Restate the material word for word and leave out anything that is a picture.
------ Data shown
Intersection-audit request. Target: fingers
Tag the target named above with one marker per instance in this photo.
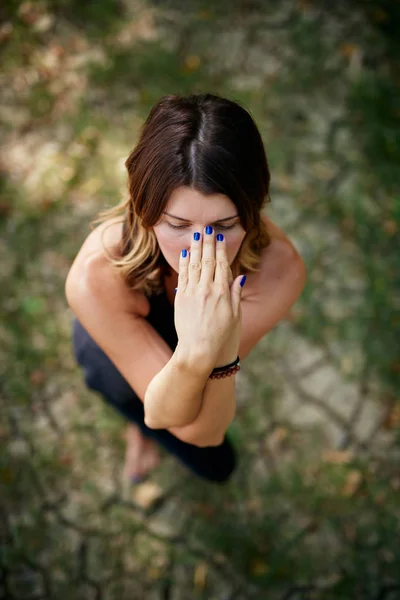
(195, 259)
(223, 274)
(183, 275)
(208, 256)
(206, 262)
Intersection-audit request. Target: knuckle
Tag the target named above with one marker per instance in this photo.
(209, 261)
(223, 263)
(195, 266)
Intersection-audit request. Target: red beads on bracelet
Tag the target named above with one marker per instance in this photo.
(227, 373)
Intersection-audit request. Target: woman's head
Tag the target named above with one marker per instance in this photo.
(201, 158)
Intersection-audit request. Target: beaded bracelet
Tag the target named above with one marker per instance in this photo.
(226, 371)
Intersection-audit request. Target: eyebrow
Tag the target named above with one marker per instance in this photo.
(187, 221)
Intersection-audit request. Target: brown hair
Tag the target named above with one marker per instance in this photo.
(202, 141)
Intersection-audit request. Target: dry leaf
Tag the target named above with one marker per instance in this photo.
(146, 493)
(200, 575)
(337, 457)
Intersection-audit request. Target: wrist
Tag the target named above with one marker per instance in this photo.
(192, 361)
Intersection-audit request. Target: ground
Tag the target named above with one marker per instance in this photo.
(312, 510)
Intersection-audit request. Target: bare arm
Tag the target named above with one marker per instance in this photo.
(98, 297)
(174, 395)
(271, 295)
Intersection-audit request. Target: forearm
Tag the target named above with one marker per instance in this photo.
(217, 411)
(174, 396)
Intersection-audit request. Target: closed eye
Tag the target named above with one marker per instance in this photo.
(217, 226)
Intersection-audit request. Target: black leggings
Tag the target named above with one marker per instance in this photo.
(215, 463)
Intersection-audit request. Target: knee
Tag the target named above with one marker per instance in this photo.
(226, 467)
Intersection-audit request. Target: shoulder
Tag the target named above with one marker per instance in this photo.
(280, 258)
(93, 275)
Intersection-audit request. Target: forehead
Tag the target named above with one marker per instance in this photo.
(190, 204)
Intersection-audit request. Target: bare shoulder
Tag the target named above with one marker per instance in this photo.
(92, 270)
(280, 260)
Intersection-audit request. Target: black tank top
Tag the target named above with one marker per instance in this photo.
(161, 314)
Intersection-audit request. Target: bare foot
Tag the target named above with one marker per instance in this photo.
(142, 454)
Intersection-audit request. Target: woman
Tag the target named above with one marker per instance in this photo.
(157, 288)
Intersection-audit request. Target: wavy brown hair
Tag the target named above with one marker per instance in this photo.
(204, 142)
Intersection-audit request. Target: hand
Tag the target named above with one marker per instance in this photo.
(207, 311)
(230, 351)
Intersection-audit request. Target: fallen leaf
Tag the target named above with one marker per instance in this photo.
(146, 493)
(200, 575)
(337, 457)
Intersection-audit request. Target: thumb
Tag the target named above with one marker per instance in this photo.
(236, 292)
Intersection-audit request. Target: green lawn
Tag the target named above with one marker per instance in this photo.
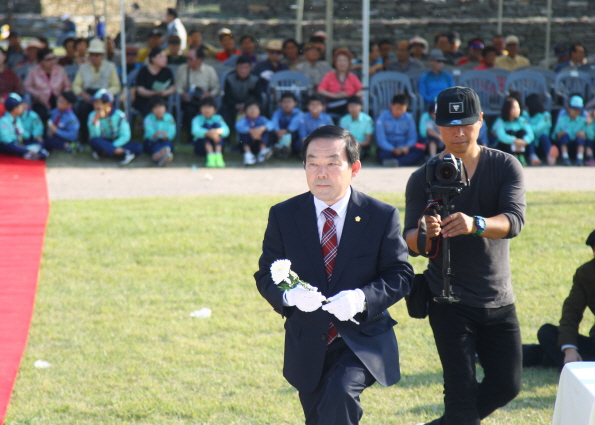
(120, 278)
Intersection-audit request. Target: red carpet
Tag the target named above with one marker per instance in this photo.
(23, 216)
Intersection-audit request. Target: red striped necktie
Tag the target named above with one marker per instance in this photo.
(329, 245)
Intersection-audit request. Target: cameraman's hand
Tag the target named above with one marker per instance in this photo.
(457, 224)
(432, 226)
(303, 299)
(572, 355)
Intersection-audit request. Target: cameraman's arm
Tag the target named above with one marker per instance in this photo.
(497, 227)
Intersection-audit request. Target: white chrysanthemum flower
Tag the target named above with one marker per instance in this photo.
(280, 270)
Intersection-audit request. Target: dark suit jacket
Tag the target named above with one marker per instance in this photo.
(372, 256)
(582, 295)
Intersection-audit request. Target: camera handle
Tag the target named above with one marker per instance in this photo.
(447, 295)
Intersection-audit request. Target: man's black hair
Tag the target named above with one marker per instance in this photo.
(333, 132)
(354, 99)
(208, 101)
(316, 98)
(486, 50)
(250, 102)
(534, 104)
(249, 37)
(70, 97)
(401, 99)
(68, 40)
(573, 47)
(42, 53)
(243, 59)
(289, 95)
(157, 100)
------------
• _Expected answer_:
Intersection-audit request. Target: fingers
Tag the target named above with one marker per instance in this photo.
(195, 259)
(223, 274)
(183, 275)
(208, 256)
(206, 262)
Intersection-audit request. Target: knuckle
Tag the target named above with one marker per instance in this photo.
(209, 261)
(223, 263)
(195, 266)
Intersection-audit request. Target: red beads on bracelet
Tag the target named above with one marker per instance in this photo.
(227, 373)
Intersection-audit request. Target: woman's head
Tag the target named above with one marker per instance in this photo.
(201, 158)
Intersection-audit request. Target: beaded bracelet
Tag the target named above with one marker per instance in this photo.
(226, 371)
Intersection-audit request. Target: eyebrow
Tag the target named above with one marker per instance in this photo.
(187, 221)
Intersection-audit request. Target: brown hair
Tag the target named above with one marker per instance in this photo.
(202, 141)
Intersection-audit request. Target: dry leaf
Tag the target named above with one marker per instance in this photo.
(146, 493)
(200, 575)
(337, 457)
Intersection-audit request. Target: wrist
Tag the target named above with one marker per instance in this photo.
(192, 361)
Intersection-audit request. Target: ground
Tag the target named above with one marker per instance in this photo.
(312, 510)
Intersection-audit request. Target: bare arm
Tag the target named above with one marker per instance in this photo.
(98, 297)
(174, 395)
(271, 295)
Intersection-audit request. Target: forearm
Tag the target named above with one marker per instance in this photo.
(217, 411)
(174, 396)
Intersection-audit request. Target: closed eye
Tag the target named above with one marker per instance in this photo.
(217, 226)
Intersection-audit request. Target: black leggings
Tag the target named above with one marker per instance in this photo.
(215, 463)
Intersection-audit request. Target: knee
Tag the target named above with one marker per instance in this photo.
(226, 467)
Intersection-audit request. Target: shoulder
Tag the target named above with one marker per instance in this photo.
(280, 258)
(93, 275)
Intersection-audit request. Target: forehead
Tag the target named above with one marker per instance in this photo.
(190, 204)
Intersection-audit request. Target: bare shoulder
Tag the target named above with one marker per instance in this photo.
(92, 270)
(280, 260)
Intersection-audit request. Target: black tank top
Tag the target named above with one marker per instance in this photo.
(161, 314)
Intersection-audit request. Target: bare foot
Tag the target named above with one marker per instance in this photo.
(142, 454)
Intersection-audit request. Target: woman
Tag the target named above with one marker per instance in this photo.
(157, 288)
Intersection-audit request. Target: wavy brown hair
Tag the target named above with one marker per instance in this photo.
(204, 142)
Intersection-audit request. Target: hand
Tag the target named above with one marker per instance in this photo.
(207, 311)
(230, 351)
Intersection-audit request. Target: fallen leaf
Tag the target named above with one marker per instance in this photo.
(146, 493)
(200, 575)
(337, 457)
Intersection-audit request. Target: thumb
Tag the target named above with one marker per instance in this photo.
(236, 292)
Intersection-audit request. Target: green lawn
Tag the target named above with one marker per instance in this photo.
(120, 278)
Intersection-audit request. Target: red carpet
Tag the target named above with one marker per instance in this photo.
(23, 216)
Intersection-audit request. Target: red striped necktie
Tag the target named above with one marker per instance in this photo.
(329, 245)
Intersection-audit request. Target: cameraman's hand
Tag the target named above with one marker per instance in this photo.
(457, 224)
(432, 226)
(303, 299)
(572, 355)
Intersection-audit request. Target: cameraman's arm
Tag the target named above with one marker per instance in this photo.
(497, 227)
Intersection-audit request. Target: white chrysanthemum flower
Tag the target named above with one marker per instance in this photo.
(280, 270)
Intersection-audit request. Target: dark suit jacket
Tag the target named above with one marker per instance in this photo.
(372, 256)
(582, 295)
Intersection-audit request. Target: camera handle
Tag the target named above with one marker per instance in this photo.
(447, 295)
Intersection-audit request. Target: man's black hair
Tag the target named above with one marker per instance in this photo.
(333, 132)
(354, 99)
(208, 101)
(316, 98)
(486, 50)
(250, 102)
(534, 104)
(249, 37)
(70, 97)
(401, 99)
(68, 40)
(573, 47)
(42, 53)
(243, 59)
(289, 95)
(157, 100)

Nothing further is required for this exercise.